Records for the exercise:
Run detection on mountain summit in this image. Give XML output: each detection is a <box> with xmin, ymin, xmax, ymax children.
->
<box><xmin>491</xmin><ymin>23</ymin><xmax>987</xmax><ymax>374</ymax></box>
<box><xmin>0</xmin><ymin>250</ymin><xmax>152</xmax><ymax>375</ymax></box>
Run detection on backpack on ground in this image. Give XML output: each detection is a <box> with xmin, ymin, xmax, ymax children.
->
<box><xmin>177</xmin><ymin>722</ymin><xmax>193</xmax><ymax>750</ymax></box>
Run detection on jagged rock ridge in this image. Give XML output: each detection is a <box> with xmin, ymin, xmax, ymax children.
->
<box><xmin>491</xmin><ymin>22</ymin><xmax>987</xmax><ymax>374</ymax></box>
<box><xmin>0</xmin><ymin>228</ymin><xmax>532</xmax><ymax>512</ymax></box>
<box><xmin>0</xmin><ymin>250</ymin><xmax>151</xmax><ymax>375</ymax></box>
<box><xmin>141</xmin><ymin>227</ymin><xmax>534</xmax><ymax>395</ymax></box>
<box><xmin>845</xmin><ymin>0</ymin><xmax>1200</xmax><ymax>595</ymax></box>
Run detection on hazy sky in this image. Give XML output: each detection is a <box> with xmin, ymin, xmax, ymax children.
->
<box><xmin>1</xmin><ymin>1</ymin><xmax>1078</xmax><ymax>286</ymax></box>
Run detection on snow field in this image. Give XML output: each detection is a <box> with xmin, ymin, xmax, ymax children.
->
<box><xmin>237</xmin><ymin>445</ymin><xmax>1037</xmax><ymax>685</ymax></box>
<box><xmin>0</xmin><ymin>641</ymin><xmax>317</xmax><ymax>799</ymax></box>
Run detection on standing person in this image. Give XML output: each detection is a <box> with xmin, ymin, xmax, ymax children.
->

Task details:
Only lines holding the word "children" are wanted here; copy each from the listing.

Answer section:
Run detection on mountain summit in this image. Give XML output: each detection is a <box> with xmin, ymin, xmax, ymax children.
Run detection on backpack on ground in this image. Give XML output: each detection is a <box> with xmin, ymin, xmax, ymax children.
Run detection on jagged rock ridge in this image. Give XML output: each detection is a <box> with xmin, ymin, xmax, ymax children.
Run detection on hazy sky in this image. Give XML output: each detection is a <box> with xmin, ymin, xmax, ymax children.
Run detection on snow field in this image. Give XML output: each detection is a <box> with xmin, ymin, xmax, ymax children.
Run detection on standing person in this image. Give XML output: each detection is a <box> with xmin, ymin, xmax, ymax children.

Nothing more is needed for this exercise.